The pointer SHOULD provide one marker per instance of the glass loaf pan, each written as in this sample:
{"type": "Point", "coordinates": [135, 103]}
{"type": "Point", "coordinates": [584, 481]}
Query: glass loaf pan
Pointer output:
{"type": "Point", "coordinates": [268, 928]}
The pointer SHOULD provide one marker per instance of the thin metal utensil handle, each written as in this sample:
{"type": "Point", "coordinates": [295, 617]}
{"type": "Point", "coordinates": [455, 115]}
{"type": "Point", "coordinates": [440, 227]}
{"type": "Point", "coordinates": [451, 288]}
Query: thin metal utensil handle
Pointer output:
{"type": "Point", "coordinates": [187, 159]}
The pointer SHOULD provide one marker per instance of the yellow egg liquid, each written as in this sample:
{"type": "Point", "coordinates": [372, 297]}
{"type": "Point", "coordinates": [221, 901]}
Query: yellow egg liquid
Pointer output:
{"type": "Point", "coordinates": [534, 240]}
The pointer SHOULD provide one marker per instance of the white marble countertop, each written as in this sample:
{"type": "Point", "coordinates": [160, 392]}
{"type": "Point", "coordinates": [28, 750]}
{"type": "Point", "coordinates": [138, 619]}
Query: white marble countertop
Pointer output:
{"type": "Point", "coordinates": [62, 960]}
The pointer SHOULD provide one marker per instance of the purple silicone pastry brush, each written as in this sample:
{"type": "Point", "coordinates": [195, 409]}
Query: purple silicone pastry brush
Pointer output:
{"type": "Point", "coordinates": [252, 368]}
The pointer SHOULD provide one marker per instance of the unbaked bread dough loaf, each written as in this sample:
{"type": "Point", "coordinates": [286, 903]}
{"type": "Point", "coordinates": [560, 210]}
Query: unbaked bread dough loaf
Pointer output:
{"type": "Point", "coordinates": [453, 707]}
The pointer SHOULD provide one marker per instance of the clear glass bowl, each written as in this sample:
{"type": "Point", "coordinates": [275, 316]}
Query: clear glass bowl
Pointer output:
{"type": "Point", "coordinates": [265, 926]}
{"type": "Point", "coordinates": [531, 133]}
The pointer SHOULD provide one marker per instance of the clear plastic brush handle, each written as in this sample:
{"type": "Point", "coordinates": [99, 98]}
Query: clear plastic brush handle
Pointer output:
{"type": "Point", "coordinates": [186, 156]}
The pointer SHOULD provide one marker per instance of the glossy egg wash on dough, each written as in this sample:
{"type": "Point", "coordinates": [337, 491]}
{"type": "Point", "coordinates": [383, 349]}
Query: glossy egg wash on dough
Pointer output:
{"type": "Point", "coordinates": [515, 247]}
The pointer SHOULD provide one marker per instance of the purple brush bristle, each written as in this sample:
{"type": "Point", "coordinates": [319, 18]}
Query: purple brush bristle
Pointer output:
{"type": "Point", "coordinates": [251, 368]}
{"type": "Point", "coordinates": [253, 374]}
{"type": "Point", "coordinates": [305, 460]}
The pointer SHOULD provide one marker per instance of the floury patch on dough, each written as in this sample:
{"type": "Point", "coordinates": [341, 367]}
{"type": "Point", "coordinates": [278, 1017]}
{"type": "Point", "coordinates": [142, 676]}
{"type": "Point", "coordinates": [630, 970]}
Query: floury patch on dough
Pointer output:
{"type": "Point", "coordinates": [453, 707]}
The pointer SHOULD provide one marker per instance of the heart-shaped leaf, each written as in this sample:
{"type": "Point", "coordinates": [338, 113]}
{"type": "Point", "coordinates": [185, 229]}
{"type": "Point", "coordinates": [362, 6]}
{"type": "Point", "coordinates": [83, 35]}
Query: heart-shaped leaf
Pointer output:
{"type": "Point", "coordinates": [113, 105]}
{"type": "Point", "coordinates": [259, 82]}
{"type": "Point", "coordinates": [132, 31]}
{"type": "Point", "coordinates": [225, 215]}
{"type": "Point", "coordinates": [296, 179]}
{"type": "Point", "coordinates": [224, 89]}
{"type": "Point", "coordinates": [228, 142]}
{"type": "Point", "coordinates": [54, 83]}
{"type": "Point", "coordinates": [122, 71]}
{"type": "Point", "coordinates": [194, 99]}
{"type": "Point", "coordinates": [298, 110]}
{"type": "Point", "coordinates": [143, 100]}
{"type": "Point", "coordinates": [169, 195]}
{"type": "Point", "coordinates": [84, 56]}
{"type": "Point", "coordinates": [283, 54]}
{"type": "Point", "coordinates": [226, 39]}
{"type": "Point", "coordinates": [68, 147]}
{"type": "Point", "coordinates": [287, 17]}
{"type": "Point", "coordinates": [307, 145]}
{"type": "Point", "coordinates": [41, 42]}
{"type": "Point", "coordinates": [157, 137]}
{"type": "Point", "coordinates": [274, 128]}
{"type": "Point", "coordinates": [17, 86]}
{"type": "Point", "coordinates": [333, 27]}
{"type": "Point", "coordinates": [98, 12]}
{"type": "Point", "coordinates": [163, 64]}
^^^^^^^^
[TASK] Copy each line of the listing that contains the string "bowl".

[EXPECTED ANSWER]
The pointer SHOULD provide one marker per instance of the clear glass bowl, each written as in this sample:
Query: clear glass bowl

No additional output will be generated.